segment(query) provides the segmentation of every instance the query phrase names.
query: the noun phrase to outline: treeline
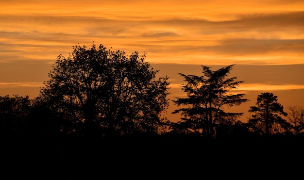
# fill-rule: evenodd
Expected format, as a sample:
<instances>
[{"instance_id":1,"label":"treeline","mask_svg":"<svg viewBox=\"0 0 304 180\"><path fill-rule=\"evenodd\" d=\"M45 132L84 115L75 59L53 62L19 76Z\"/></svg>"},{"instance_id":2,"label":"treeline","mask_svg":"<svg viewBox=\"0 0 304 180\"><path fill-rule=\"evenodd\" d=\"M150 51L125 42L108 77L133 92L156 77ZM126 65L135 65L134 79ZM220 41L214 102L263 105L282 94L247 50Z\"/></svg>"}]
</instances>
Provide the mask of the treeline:
<instances>
[{"instance_id":1,"label":"treeline","mask_svg":"<svg viewBox=\"0 0 304 180\"><path fill-rule=\"evenodd\" d=\"M242 113L225 111L227 106L248 100L245 94L229 93L243 82L227 77L234 65L216 71L202 65L201 76L179 73L187 96L172 101L180 107L172 113L181 115L180 121L173 123L163 113L169 106L169 78L156 78L158 70L145 61L145 54L127 55L102 45L73 49L68 57L58 56L39 97L0 97L2 136L212 139L304 134L304 109L289 107L286 112L271 92L258 96L246 123L237 120Z\"/></svg>"}]
</instances>

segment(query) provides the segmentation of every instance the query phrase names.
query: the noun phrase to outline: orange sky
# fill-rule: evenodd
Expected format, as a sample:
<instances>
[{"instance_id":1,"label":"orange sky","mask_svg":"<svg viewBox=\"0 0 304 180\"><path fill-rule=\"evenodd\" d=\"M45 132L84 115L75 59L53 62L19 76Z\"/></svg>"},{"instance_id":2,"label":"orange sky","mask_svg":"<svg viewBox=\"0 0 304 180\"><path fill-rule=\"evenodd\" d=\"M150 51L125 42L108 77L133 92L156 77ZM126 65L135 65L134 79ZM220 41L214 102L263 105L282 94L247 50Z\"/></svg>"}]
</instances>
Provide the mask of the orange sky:
<instances>
[{"instance_id":1,"label":"orange sky","mask_svg":"<svg viewBox=\"0 0 304 180\"><path fill-rule=\"evenodd\" d=\"M286 111L304 107L303 0L8 0L0 7L0 96L38 96L59 54L94 41L147 53L169 77L171 99L184 96L177 73L236 64L232 75L245 81L238 92L251 101L235 111L246 113L264 92Z\"/></svg>"}]
</instances>

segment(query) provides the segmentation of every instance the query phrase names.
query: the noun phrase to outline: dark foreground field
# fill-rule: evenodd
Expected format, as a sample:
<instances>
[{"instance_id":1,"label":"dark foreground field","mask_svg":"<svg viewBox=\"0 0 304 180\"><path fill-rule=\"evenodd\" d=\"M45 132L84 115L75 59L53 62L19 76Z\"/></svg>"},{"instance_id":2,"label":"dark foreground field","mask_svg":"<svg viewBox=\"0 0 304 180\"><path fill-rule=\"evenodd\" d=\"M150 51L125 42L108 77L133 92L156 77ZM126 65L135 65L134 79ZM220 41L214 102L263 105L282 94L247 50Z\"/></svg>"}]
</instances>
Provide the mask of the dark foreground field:
<instances>
[{"instance_id":1,"label":"dark foreground field","mask_svg":"<svg viewBox=\"0 0 304 180\"><path fill-rule=\"evenodd\" d=\"M304 171L304 139L6 138L2 179L289 180Z\"/></svg>"}]
</instances>

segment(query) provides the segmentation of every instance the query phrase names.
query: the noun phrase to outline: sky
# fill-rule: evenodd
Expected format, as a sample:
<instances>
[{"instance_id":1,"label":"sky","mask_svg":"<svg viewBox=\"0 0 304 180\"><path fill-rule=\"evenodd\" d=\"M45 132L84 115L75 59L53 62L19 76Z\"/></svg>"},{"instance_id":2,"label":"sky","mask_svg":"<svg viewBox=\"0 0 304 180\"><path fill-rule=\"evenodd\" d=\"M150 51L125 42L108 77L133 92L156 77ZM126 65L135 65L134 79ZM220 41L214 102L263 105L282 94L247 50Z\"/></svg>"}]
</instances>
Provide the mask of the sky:
<instances>
[{"instance_id":1,"label":"sky","mask_svg":"<svg viewBox=\"0 0 304 180\"><path fill-rule=\"evenodd\" d=\"M288 112L304 107L304 1L0 0L0 96L34 98L57 57L72 47L146 53L170 82L166 115L177 122L171 100L185 98L181 73L203 75L235 65L243 81L232 93L250 100L226 111L243 113L271 92Z\"/></svg>"}]
</instances>

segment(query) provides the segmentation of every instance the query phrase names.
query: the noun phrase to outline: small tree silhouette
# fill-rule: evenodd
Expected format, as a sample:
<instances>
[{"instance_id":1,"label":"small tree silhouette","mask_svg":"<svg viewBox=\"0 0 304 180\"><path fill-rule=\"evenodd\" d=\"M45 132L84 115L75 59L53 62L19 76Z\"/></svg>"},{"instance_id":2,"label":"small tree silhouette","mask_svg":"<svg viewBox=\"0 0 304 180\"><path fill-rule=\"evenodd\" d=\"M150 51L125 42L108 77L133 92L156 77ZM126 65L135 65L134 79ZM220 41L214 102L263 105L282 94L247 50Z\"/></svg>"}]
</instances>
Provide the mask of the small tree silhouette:
<instances>
[{"instance_id":1,"label":"small tree silhouette","mask_svg":"<svg viewBox=\"0 0 304 180\"><path fill-rule=\"evenodd\" d=\"M243 113L227 113L225 106L239 105L248 100L242 98L243 94L228 94L236 88L243 81L236 81L237 77L227 78L234 65L228 65L213 71L210 67L202 65L204 76L186 75L183 77L187 83L182 89L187 93L187 98L173 100L178 106L186 107L177 109L173 114L181 113L181 121L173 124L178 131L198 133L204 137L215 137L217 133L231 126Z\"/></svg>"},{"instance_id":2,"label":"small tree silhouette","mask_svg":"<svg viewBox=\"0 0 304 180\"><path fill-rule=\"evenodd\" d=\"M290 124L281 116L286 116L287 114L278 102L277 96L269 92L262 93L258 96L255 104L248 111L254 113L248 120L249 127L253 131L269 135L287 131Z\"/></svg>"}]
</instances>

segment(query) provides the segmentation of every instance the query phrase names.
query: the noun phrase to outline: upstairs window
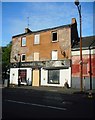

_ _ _ _ _ _ _

**Aim**
Locate every line in the records that contains the word "noun" and copy each of those lines out in full.

**Answer to the exercise**
query: the noun phrase to outline: treeline
query: the noun phrase to outline: orange sky
query: the noun phrase to outline: dark foreground field
query: the noun phrase to outline: sky
query: the noun phrase to outline: small tree silhouette
query: the noun phrase to outline: upstairs window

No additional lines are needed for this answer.